• Brief 1
Pull out every line of the records below that contains the string "slice". Case matters.

----

C-Flat : Specifications 1 and 2

Updated: November 27th, 2001

Author: Cassandra Bayer

Purpose

C-flat is designed to present the programmer with a very low-level language that is at the same time visually oriented like C, and which will take care of various housekeeping activities such as procedure calling, with parameter passing, and register storing on stack. The C-flat spec 1 is pretty much an extention of the specific architecture of the machine, being essentially just a different way to write assembly for that architecture. C-flat spec 2 is designed to continue the idea of providing very percise and low-level functionality while not being as architecture specific.

C-flat is intended to be used in cases where a piece of code's speed or size must be tightly controlled. (Such a piece of code is hereafter refered to as critical code.) C is often inadequate to address the requirements of critical code, since the programmer has very little actual control of various aspects of the code once compilation has occured, thus he may not know the exact size, or if the optimizations produced better code than she might be able to produce herself. C-flat attempts to address these specific areas of critical code, while still remaining visually attractive, and (spec 2) being just high-enough to insure that a piece of code could be compiled to as many systems as possible. Thus, the goals of C-flat are to provide the power of Assembly with the readability, and portability of C, thus the name: C flat (just below C)

----

• Brief 2
Write what comes next in the C-flat specification above, starting after its last sentence.

----

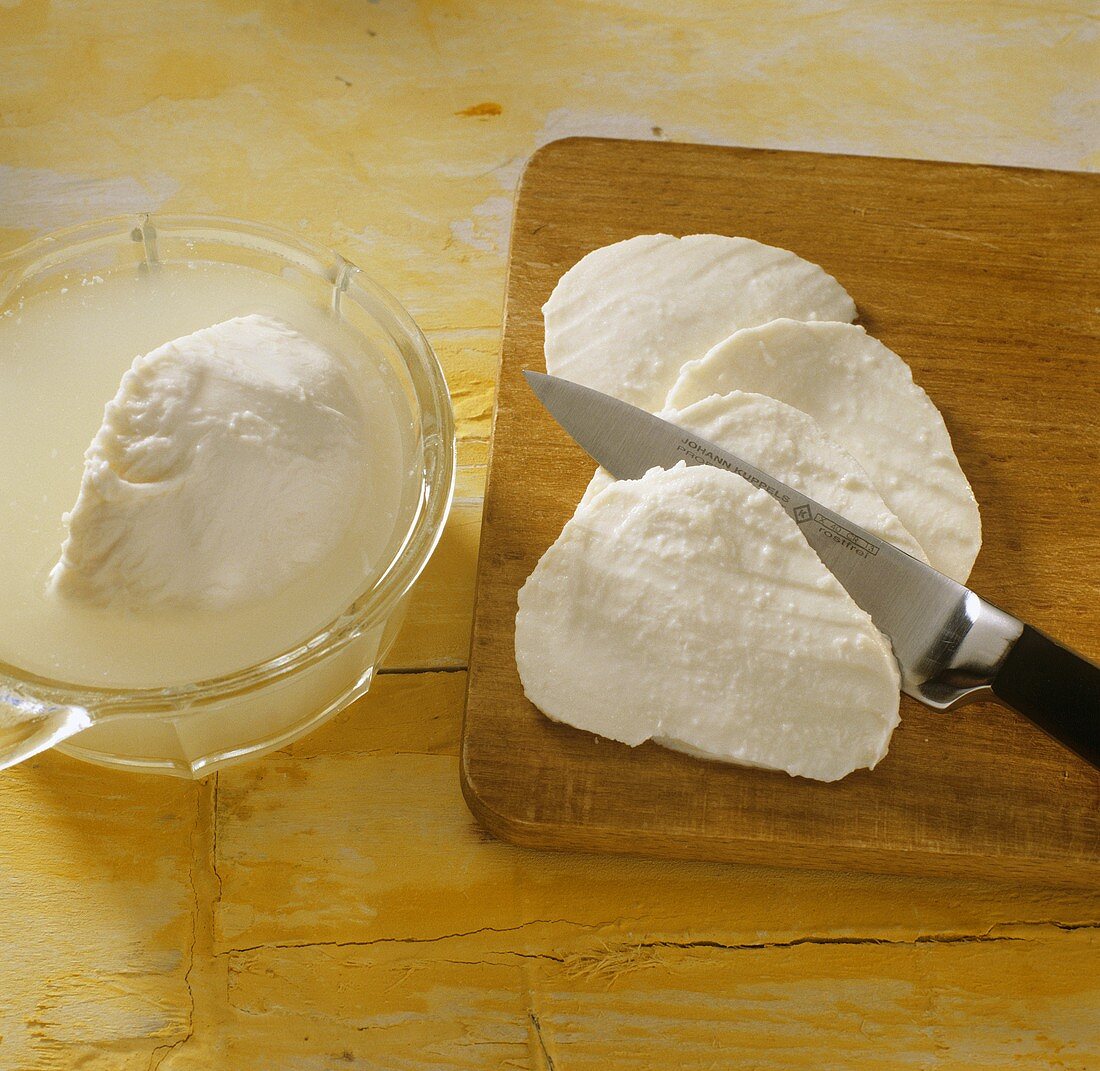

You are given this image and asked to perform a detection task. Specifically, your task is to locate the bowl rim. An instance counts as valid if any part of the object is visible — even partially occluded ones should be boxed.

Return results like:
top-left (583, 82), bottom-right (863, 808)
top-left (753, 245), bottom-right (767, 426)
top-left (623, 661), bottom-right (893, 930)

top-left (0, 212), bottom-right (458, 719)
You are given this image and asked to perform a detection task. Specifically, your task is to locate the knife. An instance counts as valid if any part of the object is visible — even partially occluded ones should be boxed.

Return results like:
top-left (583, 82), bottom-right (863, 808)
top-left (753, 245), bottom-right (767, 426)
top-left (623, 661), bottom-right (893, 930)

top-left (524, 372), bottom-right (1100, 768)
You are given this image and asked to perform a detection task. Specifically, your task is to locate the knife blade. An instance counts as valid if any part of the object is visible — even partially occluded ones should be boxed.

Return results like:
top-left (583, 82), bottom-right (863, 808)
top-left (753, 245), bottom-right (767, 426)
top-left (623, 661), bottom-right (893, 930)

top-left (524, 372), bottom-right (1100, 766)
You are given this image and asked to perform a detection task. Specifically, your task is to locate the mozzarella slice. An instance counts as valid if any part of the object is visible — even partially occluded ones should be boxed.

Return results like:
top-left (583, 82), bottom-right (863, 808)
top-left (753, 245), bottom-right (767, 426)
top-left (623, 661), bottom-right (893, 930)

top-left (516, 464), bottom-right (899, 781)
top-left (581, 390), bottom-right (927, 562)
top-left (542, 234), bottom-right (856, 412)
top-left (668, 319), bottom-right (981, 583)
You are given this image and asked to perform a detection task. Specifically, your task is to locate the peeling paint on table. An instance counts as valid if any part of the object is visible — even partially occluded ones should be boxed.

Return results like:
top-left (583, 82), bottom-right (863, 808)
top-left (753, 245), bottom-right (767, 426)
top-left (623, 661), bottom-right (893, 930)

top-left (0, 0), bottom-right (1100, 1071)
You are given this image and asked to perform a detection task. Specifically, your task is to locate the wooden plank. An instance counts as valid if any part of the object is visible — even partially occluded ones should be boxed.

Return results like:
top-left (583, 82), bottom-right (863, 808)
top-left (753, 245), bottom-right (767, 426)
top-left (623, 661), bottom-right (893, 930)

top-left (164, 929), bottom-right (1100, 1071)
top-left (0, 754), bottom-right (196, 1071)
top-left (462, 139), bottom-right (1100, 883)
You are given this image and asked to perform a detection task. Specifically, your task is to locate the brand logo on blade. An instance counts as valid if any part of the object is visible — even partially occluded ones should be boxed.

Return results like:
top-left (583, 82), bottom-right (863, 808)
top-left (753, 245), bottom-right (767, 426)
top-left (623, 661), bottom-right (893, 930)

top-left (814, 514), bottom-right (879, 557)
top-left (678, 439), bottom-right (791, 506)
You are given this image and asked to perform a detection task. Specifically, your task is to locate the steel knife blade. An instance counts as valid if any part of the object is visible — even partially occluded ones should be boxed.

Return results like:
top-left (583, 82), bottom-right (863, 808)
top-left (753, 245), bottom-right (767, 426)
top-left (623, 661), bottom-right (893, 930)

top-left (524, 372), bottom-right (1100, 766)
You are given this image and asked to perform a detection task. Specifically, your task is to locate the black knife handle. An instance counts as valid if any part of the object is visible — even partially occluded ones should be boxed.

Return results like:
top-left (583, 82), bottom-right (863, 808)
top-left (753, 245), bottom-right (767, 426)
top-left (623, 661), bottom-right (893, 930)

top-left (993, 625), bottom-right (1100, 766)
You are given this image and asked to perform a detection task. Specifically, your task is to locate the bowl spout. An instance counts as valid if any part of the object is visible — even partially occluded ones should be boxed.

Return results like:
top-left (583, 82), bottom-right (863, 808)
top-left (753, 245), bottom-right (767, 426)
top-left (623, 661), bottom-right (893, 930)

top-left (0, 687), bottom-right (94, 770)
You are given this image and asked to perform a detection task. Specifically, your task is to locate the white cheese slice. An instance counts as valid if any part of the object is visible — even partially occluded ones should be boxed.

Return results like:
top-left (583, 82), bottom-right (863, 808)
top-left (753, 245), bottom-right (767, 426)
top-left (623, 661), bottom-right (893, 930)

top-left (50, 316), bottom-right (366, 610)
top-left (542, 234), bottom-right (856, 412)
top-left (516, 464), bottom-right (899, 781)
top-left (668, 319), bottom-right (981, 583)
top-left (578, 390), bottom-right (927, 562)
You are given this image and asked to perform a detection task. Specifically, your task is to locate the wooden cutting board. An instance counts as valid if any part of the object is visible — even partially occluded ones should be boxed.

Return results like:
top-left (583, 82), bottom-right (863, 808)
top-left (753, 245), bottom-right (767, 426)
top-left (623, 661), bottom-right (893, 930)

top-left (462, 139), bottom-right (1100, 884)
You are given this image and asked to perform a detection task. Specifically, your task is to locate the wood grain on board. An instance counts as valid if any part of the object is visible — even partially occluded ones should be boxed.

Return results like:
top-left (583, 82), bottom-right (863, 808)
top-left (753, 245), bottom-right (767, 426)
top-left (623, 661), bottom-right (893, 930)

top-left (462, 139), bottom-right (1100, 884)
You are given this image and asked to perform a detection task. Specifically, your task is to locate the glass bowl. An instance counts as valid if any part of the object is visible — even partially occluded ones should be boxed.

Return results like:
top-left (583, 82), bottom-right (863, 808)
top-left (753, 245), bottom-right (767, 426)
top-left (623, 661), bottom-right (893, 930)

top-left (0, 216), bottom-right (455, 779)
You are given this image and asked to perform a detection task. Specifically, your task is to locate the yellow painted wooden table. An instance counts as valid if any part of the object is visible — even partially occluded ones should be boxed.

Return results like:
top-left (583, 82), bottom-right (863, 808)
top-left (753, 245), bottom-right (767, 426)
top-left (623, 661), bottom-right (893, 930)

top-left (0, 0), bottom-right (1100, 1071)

----

• Final answer 1
You are given this image and asked to perform a detection task. Specifically, your task is to locate the mozzarella slice. An instance counts as valid if any part of the object is visible — even partially occluded ones should be boxed.
You are given this image and asked to perform a detection task. Specifically, your task is to locate the white cheese slice. An instance counts as valid if any part of the object is visible — even partially occluded ones should be boxed.

• Final answer 2
Licences & Legal Claims

The source code for cbc (the C-flat compiler) will be released Open Source, but will not be under the GNU license. The specific license, is that all source code to cbc must be made easily available. When distributing binary formats of the code, you must also make the source code just as easily available to access as the binaries. Source code will be centralized and maintained by Cassandra Bayer, but the source code is quite literally free, even to use as a source to make an alternate compiler. The C-flat specificiations will be strictly controlled though by Cassandra Bayer, and she will not release control over the specifications unless presented with a pention of a sufficient number to release the specification to a non-profit councel designed for the purpose of maintaining the specification. Any distribution of a C-flat compiler, (either source, or binary) must be accompanied with the SPECIFICATION file that it conforms to, and contain a file COMPLIANCE, which details the exact points where the compiler varies or extends from the SPECIFICATIONS document.

Source File Extentions

Since spec 1 and spec 2 code will not be source compatible, the extentions for spec 1 are to be .cb, and the extention for spec 2 will be .cb2. The C-flat compiler should recognize the spec version by the extention, and compile accordingly. Note that spec 1 should contain a compiler directive for indicating the target architecture.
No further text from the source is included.